What you should do |
Please print each record that follows precisely as it appears.

[Data items]
○ ○ ○ ○ ○
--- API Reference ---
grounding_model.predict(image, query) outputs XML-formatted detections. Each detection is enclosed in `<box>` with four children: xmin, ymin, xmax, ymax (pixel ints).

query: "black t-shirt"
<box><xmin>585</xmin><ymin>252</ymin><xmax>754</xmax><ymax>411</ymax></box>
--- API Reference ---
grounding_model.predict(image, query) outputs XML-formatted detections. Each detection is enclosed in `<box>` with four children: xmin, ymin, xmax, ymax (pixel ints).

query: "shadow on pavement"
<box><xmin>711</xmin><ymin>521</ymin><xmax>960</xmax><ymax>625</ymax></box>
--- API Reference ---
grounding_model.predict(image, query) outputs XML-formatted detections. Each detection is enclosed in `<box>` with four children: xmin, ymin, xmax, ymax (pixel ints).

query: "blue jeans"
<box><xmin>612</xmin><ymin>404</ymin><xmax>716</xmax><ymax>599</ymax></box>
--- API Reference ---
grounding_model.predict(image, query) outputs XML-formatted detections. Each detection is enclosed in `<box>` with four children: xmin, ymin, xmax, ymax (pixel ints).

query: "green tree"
○ ○ ○ ○ ○
Solution to this exercise |
--- API Reference ---
grounding_model.predict(image, query) outputs XML-formatted detections. Each detection is enclosed in `<box>` with four children: xmin, ymin, xmax, ymax (pixel ints).

query: "black t-shirt"
<box><xmin>585</xmin><ymin>252</ymin><xmax>754</xmax><ymax>411</ymax></box>
--- API Reference ---
grounding_model.predict(image, query) outputs XML-formatted detections. Each detection is enclosed in `<box>` with four children: xmin, ymin, xmax, ymax (pixel ints).

query: "shadow on pavement"
<box><xmin>711</xmin><ymin>521</ymin><xmax>960</xmax><ymax>625</ymax></box>
--- API Reference ---
grounding_model.predict(image, query) outputs XML-formatted detections. Each detection is enclosed in `<box>` with four children: xmin, ymin, xmax, ymax (pixel ints).

query: "blue jeans"
<box><xmin>612</xmin><ymin>404</ymin><xmax>716</xmax><ymax>599</ymax></box>
--- API Reference ---
grounding_model.predict(image, query) outputs XML-formatted detections. Each detection is enclosed in `<box>` with four children: xmin, ymin, xmax, ymax (pixel ints).

query: "green tree"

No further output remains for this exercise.